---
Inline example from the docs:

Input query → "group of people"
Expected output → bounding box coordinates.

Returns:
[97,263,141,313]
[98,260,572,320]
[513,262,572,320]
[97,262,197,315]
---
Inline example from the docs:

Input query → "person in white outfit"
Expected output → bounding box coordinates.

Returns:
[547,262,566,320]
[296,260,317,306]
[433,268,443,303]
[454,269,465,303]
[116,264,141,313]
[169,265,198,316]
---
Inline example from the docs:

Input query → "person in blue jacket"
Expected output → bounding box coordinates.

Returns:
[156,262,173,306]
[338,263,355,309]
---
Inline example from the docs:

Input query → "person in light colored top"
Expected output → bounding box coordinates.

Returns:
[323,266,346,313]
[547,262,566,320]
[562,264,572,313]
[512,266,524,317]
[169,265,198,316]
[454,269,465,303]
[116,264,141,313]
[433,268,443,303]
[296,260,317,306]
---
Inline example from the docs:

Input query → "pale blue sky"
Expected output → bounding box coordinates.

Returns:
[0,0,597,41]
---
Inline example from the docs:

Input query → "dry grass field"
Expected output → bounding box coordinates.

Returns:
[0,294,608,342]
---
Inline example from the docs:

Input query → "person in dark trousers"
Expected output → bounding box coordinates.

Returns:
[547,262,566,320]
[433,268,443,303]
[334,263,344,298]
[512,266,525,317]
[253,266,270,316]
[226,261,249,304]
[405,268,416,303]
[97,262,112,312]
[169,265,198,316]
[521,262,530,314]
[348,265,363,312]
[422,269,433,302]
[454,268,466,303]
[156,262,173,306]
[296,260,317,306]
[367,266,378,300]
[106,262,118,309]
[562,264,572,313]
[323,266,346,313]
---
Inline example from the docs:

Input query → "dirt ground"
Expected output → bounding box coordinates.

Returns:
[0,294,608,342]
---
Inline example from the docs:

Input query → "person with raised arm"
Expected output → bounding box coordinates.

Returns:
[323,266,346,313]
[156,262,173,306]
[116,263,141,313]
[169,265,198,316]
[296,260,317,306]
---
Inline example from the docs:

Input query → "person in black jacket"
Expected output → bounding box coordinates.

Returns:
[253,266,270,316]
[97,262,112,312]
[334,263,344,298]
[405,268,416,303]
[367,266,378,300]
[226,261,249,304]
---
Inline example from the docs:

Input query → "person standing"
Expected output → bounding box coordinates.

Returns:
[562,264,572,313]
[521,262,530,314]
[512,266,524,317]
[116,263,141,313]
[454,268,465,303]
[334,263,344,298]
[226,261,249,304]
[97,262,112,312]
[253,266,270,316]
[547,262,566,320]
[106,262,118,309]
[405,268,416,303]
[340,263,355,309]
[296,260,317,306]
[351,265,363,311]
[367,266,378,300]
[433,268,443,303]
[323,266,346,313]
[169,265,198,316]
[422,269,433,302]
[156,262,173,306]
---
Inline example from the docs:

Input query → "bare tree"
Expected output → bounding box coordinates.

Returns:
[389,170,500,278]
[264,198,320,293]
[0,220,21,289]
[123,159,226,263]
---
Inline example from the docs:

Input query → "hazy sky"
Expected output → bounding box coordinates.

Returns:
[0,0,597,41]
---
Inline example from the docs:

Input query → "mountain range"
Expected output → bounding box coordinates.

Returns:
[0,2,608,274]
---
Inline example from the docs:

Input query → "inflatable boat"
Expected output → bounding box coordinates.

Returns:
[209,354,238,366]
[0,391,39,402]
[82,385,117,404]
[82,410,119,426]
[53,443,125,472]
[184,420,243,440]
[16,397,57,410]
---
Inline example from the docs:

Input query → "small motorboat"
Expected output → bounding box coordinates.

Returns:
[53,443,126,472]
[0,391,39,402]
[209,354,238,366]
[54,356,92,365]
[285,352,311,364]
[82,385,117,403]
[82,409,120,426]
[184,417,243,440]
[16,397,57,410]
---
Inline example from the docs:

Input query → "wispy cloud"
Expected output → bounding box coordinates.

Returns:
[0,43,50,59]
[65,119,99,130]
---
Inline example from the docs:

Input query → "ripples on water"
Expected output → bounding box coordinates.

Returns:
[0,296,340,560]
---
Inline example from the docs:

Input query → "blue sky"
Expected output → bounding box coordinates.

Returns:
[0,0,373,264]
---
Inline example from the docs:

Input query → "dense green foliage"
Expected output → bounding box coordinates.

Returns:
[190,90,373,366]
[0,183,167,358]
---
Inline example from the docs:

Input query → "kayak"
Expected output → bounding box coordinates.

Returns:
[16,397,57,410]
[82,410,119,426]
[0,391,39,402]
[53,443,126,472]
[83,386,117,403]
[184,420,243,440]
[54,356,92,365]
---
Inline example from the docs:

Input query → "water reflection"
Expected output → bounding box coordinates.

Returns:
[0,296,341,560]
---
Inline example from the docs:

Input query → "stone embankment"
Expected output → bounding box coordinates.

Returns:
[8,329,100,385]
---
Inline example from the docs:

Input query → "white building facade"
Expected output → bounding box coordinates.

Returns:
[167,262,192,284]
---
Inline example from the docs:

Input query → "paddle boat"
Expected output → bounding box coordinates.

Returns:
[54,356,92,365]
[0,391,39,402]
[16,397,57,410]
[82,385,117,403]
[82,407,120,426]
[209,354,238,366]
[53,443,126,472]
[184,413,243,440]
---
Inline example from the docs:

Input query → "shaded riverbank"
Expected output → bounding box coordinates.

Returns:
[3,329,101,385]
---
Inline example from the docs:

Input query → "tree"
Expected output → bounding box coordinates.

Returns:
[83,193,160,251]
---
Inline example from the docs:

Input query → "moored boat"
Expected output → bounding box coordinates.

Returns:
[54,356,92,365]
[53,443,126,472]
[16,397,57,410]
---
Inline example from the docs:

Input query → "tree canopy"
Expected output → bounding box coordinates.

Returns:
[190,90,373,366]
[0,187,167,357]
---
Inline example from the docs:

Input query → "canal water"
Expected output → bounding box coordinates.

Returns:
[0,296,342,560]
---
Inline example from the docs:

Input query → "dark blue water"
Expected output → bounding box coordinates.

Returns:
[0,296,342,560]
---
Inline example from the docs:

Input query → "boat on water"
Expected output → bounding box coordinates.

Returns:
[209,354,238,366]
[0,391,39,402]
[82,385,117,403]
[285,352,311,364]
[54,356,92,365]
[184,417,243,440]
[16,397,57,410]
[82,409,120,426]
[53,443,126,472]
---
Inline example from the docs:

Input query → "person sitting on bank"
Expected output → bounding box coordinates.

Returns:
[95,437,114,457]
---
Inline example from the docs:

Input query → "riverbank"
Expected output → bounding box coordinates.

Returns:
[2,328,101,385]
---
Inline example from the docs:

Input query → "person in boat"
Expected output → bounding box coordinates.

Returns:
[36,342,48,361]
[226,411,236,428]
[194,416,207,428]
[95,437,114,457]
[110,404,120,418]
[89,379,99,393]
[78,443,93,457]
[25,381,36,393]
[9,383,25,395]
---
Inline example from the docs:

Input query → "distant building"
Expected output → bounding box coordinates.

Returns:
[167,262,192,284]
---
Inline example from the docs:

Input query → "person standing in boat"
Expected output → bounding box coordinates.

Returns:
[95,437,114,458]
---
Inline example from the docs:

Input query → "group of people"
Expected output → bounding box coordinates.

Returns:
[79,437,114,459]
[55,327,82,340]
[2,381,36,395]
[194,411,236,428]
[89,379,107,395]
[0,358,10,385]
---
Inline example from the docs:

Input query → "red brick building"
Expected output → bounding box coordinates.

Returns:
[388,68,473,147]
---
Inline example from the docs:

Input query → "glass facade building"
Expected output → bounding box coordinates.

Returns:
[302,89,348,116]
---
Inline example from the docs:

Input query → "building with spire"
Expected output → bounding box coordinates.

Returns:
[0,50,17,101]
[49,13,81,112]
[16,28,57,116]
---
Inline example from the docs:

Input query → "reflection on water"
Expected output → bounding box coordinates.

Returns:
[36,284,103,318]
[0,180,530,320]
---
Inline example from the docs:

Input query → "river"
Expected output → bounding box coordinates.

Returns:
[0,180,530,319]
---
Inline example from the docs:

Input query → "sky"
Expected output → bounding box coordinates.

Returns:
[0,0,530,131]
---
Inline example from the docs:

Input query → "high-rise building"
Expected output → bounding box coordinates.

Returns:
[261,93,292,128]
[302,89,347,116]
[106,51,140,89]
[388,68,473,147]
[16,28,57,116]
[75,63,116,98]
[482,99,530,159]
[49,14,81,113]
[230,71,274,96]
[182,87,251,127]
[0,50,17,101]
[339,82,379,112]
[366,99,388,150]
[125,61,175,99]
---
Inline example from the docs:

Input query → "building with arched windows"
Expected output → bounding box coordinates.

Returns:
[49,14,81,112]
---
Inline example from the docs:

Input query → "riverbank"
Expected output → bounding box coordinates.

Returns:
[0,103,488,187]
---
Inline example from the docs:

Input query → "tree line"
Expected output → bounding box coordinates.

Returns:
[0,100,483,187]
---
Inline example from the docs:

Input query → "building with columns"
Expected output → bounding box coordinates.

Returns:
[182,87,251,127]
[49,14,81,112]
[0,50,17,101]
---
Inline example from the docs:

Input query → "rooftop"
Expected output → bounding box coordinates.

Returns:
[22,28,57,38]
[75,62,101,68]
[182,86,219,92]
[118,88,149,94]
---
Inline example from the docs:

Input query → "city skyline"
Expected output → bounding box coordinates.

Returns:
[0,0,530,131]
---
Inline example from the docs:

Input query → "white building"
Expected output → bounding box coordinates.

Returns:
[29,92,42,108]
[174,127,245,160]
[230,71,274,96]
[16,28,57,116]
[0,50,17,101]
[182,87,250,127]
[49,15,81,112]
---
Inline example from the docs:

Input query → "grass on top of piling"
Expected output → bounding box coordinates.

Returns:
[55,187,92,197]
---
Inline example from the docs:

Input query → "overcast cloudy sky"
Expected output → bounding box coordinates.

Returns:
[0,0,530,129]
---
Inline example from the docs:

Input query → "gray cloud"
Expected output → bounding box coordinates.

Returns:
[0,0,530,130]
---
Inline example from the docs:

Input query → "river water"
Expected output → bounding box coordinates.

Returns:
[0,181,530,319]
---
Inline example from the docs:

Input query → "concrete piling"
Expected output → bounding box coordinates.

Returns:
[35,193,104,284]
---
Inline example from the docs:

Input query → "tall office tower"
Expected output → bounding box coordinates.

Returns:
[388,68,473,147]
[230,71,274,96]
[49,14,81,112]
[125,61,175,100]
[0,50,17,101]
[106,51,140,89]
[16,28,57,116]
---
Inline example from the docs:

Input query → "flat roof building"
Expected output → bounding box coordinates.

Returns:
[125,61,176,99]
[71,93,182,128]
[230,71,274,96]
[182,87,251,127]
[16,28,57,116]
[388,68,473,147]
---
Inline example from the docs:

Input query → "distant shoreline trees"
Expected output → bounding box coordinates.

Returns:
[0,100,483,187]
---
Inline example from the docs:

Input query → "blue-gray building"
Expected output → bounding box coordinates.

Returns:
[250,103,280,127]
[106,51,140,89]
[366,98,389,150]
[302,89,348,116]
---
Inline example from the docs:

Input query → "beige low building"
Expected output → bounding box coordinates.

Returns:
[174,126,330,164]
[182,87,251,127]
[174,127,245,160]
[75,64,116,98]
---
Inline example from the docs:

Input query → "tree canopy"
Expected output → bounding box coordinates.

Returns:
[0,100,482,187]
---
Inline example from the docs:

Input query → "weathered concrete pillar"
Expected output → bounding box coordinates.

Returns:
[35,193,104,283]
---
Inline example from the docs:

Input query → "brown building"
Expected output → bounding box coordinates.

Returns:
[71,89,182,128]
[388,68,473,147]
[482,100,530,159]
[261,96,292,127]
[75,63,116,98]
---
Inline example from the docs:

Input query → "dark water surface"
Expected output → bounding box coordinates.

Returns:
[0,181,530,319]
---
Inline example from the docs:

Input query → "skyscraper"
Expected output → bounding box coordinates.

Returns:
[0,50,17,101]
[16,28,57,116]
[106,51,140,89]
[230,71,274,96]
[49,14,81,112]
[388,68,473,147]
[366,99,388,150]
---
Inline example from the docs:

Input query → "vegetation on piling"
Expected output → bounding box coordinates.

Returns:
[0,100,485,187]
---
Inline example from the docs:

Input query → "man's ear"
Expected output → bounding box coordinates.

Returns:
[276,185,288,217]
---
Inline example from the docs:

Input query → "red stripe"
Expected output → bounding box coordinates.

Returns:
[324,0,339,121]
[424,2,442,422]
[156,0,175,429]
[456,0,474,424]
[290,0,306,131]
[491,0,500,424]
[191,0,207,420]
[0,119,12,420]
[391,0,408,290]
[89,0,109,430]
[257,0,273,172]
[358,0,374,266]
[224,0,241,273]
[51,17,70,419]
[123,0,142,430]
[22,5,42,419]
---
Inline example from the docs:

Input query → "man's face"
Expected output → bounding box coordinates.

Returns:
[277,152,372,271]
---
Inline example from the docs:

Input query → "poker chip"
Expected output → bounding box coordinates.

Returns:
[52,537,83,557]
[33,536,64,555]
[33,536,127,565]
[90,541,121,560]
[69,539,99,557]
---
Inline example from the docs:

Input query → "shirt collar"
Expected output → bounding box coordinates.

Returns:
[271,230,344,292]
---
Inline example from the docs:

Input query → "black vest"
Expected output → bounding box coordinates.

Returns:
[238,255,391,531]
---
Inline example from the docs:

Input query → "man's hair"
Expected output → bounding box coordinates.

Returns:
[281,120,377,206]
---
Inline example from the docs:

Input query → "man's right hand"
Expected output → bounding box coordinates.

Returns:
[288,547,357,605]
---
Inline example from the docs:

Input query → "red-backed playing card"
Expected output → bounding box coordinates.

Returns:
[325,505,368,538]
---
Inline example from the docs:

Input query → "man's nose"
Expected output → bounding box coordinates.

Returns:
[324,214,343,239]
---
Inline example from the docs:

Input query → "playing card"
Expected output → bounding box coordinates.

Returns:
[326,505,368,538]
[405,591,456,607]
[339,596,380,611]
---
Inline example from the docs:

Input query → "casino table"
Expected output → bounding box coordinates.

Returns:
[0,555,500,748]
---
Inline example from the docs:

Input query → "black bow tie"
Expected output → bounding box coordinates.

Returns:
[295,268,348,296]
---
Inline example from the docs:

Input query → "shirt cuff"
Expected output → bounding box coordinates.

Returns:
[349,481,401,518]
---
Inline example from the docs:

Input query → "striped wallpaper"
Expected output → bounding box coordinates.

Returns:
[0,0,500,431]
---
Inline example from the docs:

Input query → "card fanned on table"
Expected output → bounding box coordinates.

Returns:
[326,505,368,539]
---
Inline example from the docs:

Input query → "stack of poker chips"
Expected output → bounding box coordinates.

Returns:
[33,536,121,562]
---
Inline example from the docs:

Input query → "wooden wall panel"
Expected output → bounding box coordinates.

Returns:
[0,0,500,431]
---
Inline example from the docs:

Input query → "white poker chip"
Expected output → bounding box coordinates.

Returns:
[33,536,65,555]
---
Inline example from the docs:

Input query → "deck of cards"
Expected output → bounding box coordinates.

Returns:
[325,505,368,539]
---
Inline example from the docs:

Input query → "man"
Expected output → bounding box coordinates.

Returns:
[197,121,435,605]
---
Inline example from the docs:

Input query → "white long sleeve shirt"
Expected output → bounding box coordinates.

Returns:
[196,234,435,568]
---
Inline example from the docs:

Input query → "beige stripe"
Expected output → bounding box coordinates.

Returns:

• _WHAT TO WORK ON_
Tally the lines in the entries above that contain the word "dark". Give only the number.

• _RESPONSE BELOW_
3